» ЗАДАНИЕ
Верните весь фрагмент для чтения дословно, не внося в него никаких изменений.

» ФРАГМЕНТ ДЛЯ ЧТЕНИЯ

------

Вы, полагаю, уже отметили для себя, что род занятий, профессия не делают человеческие характеры похожими, как близнецы. Безусловно, в почерках этих двух полководцев заметны и многие черты сходства, однако различия не менее существенны. Возможно, разное происхождение наших героев наложило свой отпечаток и на их характеры, и на почерк. А поэтому давайте обратимся теперь к персонажам, чьи родословные не имеют больших различий. И попробуем рассмотреть почерки русских царей – Петра Великого, Николая I и Николая II.

Особенно интересна подпись Петра Великого. Она самобытна, оригинальна… и при этом лишена всяческих украшательств. Можно сказать, что она красива сама по себе, без надуманных деталей и завитушек. Буквы в подписи смело поднимаются вверх, по форме они штыкообразные, с открытыми верхушками. Здесь налицо уникальность и индивидуальность характера Петра, его поразительный ум и оригинальное мышление. Четкость подписи в виде имени и общая ее форма говорят о его способности схватывать все молниеносно, на лету.

В подписи Петра Великого виден его решительный мужской характер. Местами подпись разорвана, а порой она грешит бессистемностью. В этом проявляется дуализм Петра – и его жесткость, и его милосердие.

Подпись Николая I – это характерная подпись царя. О его желании царствовать и служить другим людям говорят украшения над подписью с выделением «крыши». Решительность, сила воли, хладнокровие, преданность делу и способность к открытому действию мы видим и в характере, и в подписи русского царя – в росчерке и четкости его письма. Буквы имеют правый наклон, написаны они правильно, слитно и производят впечатление стабильности. А вот росчерк, кстати, свидетельствует не только о фундаментализме мышления царя и его самодисциплине, но и о его художественных способностях. Он указывает на высокую культуру этого человека.

------

» ИСХОДНЫЕ СТРОКИ
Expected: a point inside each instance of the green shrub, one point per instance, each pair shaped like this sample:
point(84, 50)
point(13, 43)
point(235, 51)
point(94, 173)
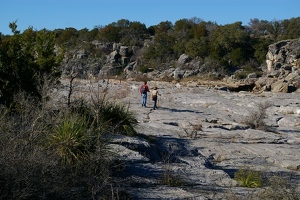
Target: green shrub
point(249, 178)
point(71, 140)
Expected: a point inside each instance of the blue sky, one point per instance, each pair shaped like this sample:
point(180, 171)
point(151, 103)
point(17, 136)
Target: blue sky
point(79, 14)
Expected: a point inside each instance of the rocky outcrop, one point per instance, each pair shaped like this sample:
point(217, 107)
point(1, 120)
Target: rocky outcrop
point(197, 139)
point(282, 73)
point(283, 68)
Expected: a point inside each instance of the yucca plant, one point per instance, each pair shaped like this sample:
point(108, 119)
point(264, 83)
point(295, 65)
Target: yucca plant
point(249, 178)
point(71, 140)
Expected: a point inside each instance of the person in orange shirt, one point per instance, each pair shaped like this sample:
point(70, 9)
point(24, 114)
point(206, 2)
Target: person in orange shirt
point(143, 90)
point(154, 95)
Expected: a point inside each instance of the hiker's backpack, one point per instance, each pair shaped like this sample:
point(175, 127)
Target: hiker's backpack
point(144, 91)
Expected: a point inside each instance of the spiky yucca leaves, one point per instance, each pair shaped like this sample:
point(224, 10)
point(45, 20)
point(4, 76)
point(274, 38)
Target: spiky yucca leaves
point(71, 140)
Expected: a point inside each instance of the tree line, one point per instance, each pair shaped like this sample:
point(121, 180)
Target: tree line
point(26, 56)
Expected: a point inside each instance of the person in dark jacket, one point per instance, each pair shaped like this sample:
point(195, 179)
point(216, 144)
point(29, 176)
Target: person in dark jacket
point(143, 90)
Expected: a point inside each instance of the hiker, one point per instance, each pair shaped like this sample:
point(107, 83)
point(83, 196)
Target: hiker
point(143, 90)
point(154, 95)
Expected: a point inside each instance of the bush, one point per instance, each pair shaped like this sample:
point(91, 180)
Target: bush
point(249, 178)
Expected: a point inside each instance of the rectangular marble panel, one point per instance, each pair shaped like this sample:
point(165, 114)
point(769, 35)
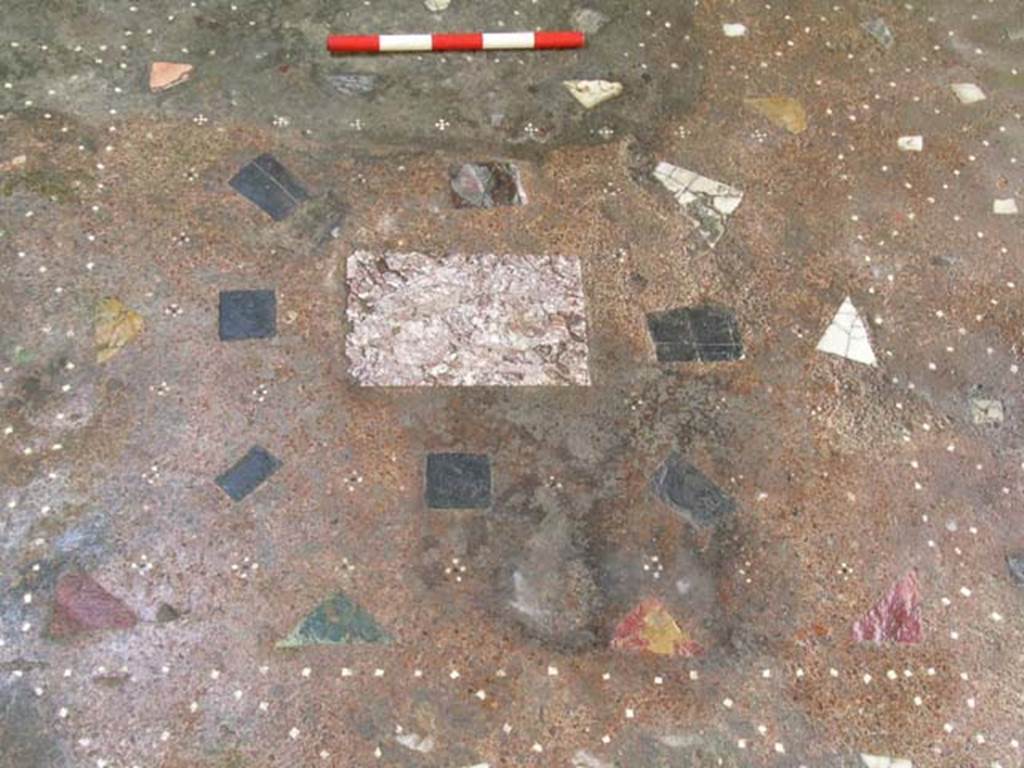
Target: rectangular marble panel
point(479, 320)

------

» ИТОГОВЫЙ ОТВЕТ
Вы, полагаю, уже отметили для себя, что род занятий, профессия не делают человеческие характеры похожими, как близнецы. Безусловно, в почерках этих двух полководцев заметны и многие черты сходства, однако различия не менее существенны. Возможно, разное происхождение наших героев наложило свой отпечаток и на их характеры, и на почерк. А поэтому давайте обратимся теперь к персонажам, чьи родословные не имеют больших различий. И попробуем рассмотреть почерки русских царей – Петра Великого, Николая I и Николая II.

Особенно интересна подпись Петра Великого. Она самобытна, оригинальна… и при этом лишена всяческих украшательств. Можно сказать, что она красива сама по себе, без надуманных деталей и завитушек. Буквы в подписи смело поднимаются вверх, по форме они штыкообразные, с открытыми верхушками. Здесь налицо уникальность и индивидуальность характера Петра, его поразительный ум и оригинальное мышление. Четкость подписи в виде имени и общая ее форма говорят о его способности схватывать все молниеносно, на лету.

В подписи Петра Великого виден его решительный мужской характер. Местами подпись разорвана, а порой она грешит бессистемностью. В этом проявляется дуализм Петра – и его жесткость, и его милосердие.

Подпись Николая I – это характерная подпись царя. О его желании царствовать и служить другим людям говорят украшения над подписью с выделением «крыши». Решительность, сила воли, хладнокровие, преданность делу и способность к открытому действию мы видим и в характере, и в подписи русского царя – в росчерке и четкости его письма. Буквы имеют правый наклон, написаны они правильно, слитно и производят впечатление стабильности. А вот росчерк, кстати, свидетельствует не только о фундаментализме мышления царя и его самодисциплине, но и о его художественных способностях. Он указывает на высокую культуру этого человека.